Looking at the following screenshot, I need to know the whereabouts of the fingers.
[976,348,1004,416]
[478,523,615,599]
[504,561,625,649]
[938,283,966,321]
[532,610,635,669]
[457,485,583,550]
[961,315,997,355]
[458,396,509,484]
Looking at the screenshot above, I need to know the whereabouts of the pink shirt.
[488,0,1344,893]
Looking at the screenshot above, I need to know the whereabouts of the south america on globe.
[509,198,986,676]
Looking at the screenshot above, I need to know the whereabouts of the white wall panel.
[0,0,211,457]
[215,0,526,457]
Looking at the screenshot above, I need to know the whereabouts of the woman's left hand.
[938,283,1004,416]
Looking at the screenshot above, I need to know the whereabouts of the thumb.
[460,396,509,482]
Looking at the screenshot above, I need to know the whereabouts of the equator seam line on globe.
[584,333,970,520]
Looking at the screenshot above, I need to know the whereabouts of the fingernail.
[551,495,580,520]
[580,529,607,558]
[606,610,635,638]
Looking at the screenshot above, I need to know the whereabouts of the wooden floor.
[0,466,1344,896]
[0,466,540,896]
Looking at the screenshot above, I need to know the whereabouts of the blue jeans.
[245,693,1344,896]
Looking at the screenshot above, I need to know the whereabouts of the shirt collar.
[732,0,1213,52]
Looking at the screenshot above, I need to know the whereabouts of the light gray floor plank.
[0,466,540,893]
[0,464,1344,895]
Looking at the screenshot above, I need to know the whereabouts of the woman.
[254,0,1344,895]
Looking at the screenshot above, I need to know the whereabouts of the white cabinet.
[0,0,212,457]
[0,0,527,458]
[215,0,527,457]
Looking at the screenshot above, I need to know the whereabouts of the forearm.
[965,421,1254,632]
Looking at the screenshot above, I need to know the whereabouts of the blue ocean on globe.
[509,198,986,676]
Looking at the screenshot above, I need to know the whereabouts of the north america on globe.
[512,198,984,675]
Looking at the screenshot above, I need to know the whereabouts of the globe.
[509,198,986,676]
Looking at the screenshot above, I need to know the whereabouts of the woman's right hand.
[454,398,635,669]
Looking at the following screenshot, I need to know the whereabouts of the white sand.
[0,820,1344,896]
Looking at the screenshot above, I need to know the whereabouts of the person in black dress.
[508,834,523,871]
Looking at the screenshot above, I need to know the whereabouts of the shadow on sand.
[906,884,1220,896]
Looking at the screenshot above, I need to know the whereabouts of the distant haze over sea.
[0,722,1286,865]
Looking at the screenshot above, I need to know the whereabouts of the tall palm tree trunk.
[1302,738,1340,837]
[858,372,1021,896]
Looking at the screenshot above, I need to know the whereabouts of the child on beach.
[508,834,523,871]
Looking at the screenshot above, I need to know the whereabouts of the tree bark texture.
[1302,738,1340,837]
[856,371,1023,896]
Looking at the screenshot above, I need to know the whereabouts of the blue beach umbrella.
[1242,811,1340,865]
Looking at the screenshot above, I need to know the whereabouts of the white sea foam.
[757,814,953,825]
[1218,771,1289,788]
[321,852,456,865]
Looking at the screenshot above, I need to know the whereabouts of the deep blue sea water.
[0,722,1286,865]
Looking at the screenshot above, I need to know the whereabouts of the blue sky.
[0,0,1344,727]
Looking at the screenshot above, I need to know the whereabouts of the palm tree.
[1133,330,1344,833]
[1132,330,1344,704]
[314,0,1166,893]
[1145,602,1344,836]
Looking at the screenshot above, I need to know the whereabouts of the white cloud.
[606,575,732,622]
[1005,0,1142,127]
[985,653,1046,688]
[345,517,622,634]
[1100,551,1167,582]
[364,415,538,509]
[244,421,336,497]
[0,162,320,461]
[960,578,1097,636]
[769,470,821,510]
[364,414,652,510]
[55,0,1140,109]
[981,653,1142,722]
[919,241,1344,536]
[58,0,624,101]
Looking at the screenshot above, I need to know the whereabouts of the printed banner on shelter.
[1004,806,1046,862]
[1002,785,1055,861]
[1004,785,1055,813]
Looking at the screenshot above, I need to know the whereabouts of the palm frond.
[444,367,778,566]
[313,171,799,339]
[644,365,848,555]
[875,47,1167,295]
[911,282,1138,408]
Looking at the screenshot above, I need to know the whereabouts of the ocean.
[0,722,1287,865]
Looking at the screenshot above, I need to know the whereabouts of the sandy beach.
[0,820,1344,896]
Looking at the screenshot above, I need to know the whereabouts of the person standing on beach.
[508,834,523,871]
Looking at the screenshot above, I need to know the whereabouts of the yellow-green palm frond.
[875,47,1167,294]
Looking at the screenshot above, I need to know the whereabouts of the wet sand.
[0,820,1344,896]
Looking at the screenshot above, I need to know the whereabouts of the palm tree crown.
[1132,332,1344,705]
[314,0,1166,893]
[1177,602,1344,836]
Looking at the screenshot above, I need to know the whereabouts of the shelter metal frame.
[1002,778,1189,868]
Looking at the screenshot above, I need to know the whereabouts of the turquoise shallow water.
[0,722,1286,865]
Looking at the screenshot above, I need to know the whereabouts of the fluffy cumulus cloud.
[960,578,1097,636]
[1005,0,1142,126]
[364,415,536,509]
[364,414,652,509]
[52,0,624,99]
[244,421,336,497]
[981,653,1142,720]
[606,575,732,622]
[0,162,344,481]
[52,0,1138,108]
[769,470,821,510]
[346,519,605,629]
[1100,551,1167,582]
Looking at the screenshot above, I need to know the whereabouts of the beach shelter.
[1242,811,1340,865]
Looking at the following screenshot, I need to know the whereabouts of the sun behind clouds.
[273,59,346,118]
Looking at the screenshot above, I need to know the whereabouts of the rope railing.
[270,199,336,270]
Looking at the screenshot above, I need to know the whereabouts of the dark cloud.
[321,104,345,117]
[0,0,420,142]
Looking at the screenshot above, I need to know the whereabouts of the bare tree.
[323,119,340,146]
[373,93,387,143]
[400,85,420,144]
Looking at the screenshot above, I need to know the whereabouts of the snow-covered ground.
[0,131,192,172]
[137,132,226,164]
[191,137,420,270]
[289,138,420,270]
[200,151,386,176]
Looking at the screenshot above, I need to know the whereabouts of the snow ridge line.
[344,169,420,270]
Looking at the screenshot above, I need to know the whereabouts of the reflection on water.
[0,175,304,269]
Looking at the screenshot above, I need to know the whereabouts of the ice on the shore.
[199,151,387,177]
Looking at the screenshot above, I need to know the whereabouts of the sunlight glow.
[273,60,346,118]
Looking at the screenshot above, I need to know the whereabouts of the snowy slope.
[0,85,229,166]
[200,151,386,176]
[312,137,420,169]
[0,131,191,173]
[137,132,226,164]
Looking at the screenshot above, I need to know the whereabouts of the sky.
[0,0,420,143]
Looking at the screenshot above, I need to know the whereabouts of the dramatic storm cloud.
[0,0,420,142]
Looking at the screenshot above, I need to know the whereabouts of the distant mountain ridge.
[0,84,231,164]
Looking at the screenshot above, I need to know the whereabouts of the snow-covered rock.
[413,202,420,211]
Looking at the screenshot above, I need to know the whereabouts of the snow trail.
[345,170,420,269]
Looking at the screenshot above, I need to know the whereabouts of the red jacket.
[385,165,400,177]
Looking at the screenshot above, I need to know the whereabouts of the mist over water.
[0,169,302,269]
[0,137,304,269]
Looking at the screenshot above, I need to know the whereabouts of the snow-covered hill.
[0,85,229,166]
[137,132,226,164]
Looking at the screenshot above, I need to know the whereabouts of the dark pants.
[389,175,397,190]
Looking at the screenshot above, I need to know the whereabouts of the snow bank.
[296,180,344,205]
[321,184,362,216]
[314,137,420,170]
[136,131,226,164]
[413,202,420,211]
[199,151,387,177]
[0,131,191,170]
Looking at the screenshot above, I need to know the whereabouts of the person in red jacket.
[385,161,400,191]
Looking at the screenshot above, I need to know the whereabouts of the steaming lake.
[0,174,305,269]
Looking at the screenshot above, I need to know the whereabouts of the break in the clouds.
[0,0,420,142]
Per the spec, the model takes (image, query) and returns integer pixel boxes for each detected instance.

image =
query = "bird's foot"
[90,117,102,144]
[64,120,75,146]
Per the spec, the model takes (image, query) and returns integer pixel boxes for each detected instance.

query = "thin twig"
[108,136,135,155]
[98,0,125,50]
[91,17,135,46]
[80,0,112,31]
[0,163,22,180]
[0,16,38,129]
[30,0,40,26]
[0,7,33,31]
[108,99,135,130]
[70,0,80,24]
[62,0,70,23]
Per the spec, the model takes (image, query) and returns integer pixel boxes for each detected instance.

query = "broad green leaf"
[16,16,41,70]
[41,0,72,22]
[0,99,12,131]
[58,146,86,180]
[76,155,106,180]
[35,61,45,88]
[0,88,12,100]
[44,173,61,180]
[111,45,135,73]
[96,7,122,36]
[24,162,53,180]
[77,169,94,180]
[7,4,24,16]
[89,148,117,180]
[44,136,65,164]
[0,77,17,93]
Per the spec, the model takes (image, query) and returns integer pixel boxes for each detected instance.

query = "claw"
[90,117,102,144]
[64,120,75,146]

------------------------------

INSTRUCTIONS TO FOLLOW »
Copy the rows from the start through the line containing "[488,0,1344,893]", swapping "whereabouts" for "location" and keeping everything else the same.

ANSWER TO THIS EXERCISE »
Looking at the following screenshot, I need to know the location of the fingers.
[976,348,1004,416]
[478,523,615,599]
[504,561,625,649]
[938,283,966,321]
[532,610,635,669]
[457,485,583,550]
[961,315,997,355]
[458,396,509,484]
Looking at the screenshot above, I need to know the location of the pink shirt.
[488,0,1344,893]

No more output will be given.